▸ **TEXT FOR ANALYSIS**:
_ _ _ _ _ _ _

Lululemon (NASDAQ:LULU) and Stitch Fix (NASDAQ:SFIX) both weathered the retail apocalypse in unique ways. Lululemon's focus on high-end yoga apparel and community events locked in shoppers, while Stitch Fix carved out a niche in online apparel sales with its unique styling service and algorithm-powered recommendations.
Lululemon's stock rallied 400% over the past three years as it dazzled investors with its robust comparable-store sales growth. Stitch Fix has advanced about 65% since its IPO, but it struggled with concerns about its slowing growth and high expenses.
Will Lululemon continue to outperform Stitch Fix over the long term? Or will the styling service stabilize its business and bring back the bulls?
How fast is Lululemon growing?
Lululemon's revenue rose 21% last year as its earnings grew 37%. It's generated nine straight quarters of double-digit comps growth, fueled by the expansion of its direct-to-consumer channels (which generated 29% of its revenue last year), the expansion of its menswear business, brand loyalty it's built with community events like free yoga classes, and its steady premium appeal, which it's maintained with limited promotions.
Lululemon believes its "Power of Three" growth plan can generate double-digit annual revenue growth through the end of 2023 by doubling its men's revenue, doubling its digital revenue, and quadrupling its international revenue.

_ _ _ _ _ _ _

▸ **DIRECTIONS**:
a - According to the Lululemon and Stitch Fix article, what share of Lululemon's revenue did its direct-to-consumer channels generate last year?
b - Reproduce the Lululemon and Stitch Fix article verbatim from "Lululemon's stock rallied" up to and including "back the bulls?".
c - Decide whether each statement agrees with the Lululemon and Stitch Fix article. Give yes or no for each, and quote the words that decide it.
(i) Lululemon's earnings grew 37% last year.
(ii) Stitch Fix has advanced about 400% since its IPO.
(iii) The "Power of Three" plan calls for tripling Lululemon's international revenue.

▸ **DATA PROVIDED**:
_ _ _ _ _ _ _

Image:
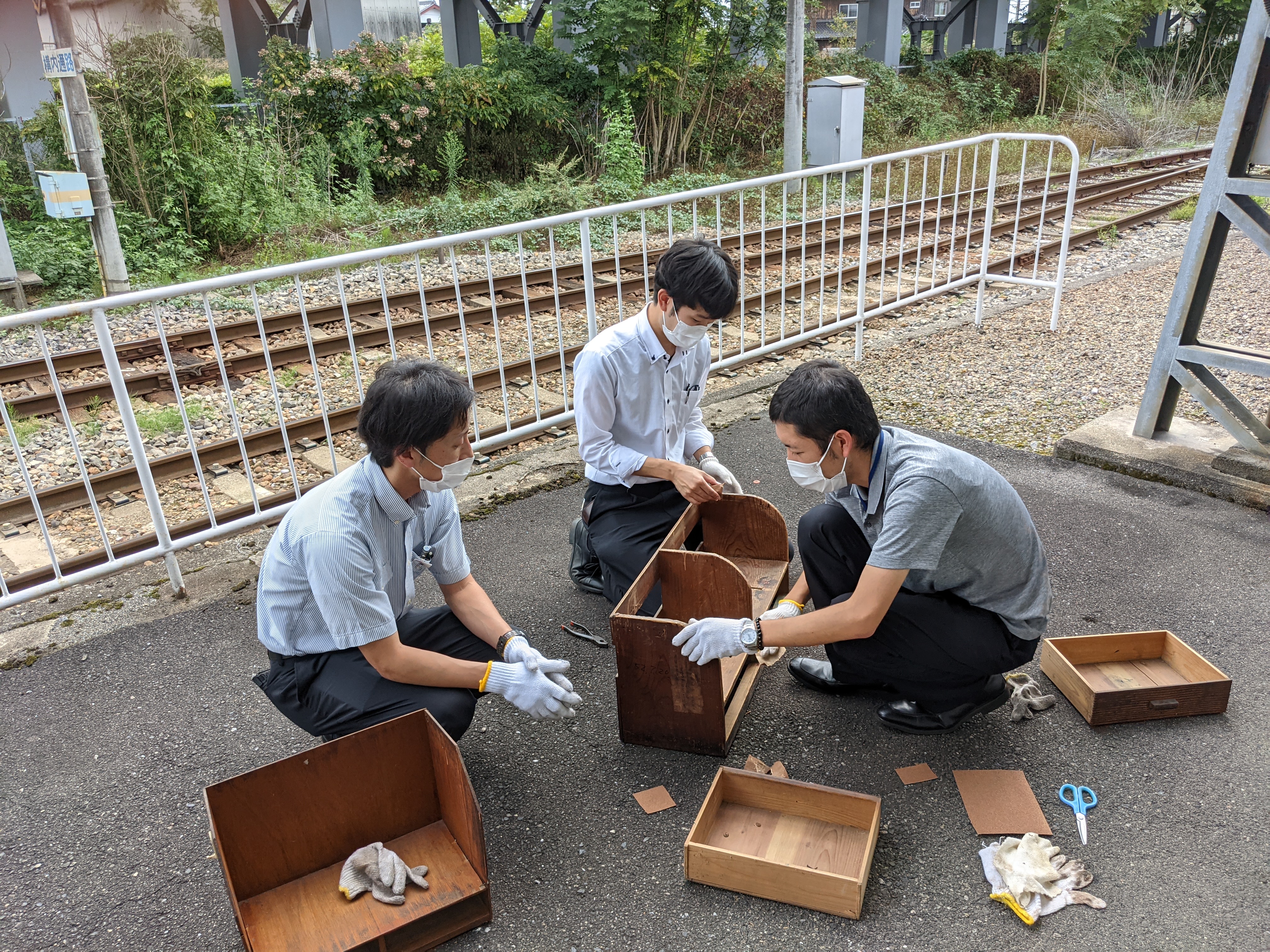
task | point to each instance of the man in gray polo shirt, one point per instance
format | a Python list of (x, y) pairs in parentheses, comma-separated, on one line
[(925, 569), (346, 648)]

_ _ _ _ _ _ _

▸ **EXERCISE RESPONSES**:
a - 29%

b -
Lululemon's stock rallied 400% over the past three years as it dazzled investors with its robust comparable-store sales growth. Stitch Fix has advanced about 65% since its IPO, but it struggled with concerns about its slowing growth and high expenses.
Will Lululemon continue to outperform Stitch Fix over the long term? Or will the styling service stabilize its business and bring back the bulls?

c -
(i) Yes: "Lululemon's revenue rose 21% last year as its earnings grew 37%."
(ii) No: "Stitch Fix has advanced about 65% since its IPO"
(iii) No: "quadrupling its international revenue"